Consignas del ejercicio:
**A.** Reproduce sin cambios el fragmento sobre el documental de U2 desde "El motivo central" hasta "de algunos clásicos.".
**B.** Según el fragmento sobre el documental de U2, ¿cuántas canciones del grupo compila Songs of surrender?
**C.** Indica si cada afirmación coincide con el fragmento sobre el documental de U2 y cita las palabras exactas que lo deciden: (i) Adam Clayton y Larry Mullen participan en A Sort of homecoming; (ii) el documental dura una hora y 24 minutos; (iii) Letterman reparte entradas para un concierto de U2.

Extracto del documento:
========

Ese U2 era un personaje de una película indie, comparado al U2 corporativo de la actualidad retratado en el flamante documental A Sort of homecoming (disponible en Disney+), con la participación de David Letterman y el reputado Ron Howard en los créditos de producción. Una hora y 24 minutos de oficialidad, formalidad y humor blanco. De rock, nada.

La propia elección de Letterman en el rol del gringo famoso despistado supuestamente amigo de los músicos que nunca ha viajado a Dublín, y que no está muy al tanto de la turbulenta historia contemporánea del país dividido por motivos religiosos, resta de un plumazo alguna clase de filo y profundidad en este proyecto retrospectivo.

En el guión, el ex animador de late show emitido durante 22 años hasta 2015, es una especie de Federico Sánchez recorriendo Dublín, guiado por los intereses de un adulto mayor. Va a dar a una tienda de sombreros, conversa con gente de la calle y reparte entradas para un concierto de U2, que en rigor no es tal, sino una cita de características musicales con Bono y The Edge.

De la misma manera en que el reciente Songs of surrender, que compila 40 canciones del grupo involucrando sólo al cantante y al guitarrista, A Sort of homecoming es un encuentro que excluye a Adam Clayton y Larry Mullen, excusados de participar por agendas y achaques físicos, respectivamente.

El motivo central es escarbar en el cancionero de la banda porque “nuestras canciones siguen creciendo, siguen emergiendo”, asegura Bono, mientras The Edge se pregunta “qué queda cuando lo quitas todo”, adelantando que la recarga eléctrica característica quedará fuera en esta nueva lectura de algunos clásicos.

El documental parte como una especie de retrospectiva de U2 con entrevistas de Letterman en conjunto y por separado, que rápidamente bifurca hacia el conflicto de Irlanda enmarcado en el hit Sunday bloody sunday y, en segunda instancia, a identificar al grupo con Dublín y el país.

========

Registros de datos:

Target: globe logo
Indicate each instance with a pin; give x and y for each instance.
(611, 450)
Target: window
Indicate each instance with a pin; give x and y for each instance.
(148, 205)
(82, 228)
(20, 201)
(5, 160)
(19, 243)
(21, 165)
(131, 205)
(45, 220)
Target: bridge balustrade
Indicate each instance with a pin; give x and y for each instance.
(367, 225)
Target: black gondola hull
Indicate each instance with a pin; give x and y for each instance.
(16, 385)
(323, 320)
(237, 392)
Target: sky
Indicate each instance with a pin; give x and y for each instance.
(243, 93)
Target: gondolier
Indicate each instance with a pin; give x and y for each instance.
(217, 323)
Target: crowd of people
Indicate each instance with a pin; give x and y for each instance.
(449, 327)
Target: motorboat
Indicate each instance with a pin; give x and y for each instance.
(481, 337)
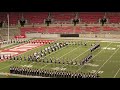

========

Soluciones:
**A.**
El motivo central es escarbar en el cancionero de la banda porque “nuestras canciones siguen creciendo, siguen emergiendo”, asegura Bono, mientras The Edge se pregunta “qué queda cuando lo quitas todo”, adelantando que la recarga eléctrica característica quedará fuera en esta nueva lectura de algunos clásicos.

**B.** Compila 40 canciones.

**C.**
(i) No: "excluye a Adam Clayton y Larry Mullen".
(ii) Sí: "Una hora y 24 minutos de oficialidad".
(iii) Sí: "reparte entradas para un concierto de U2".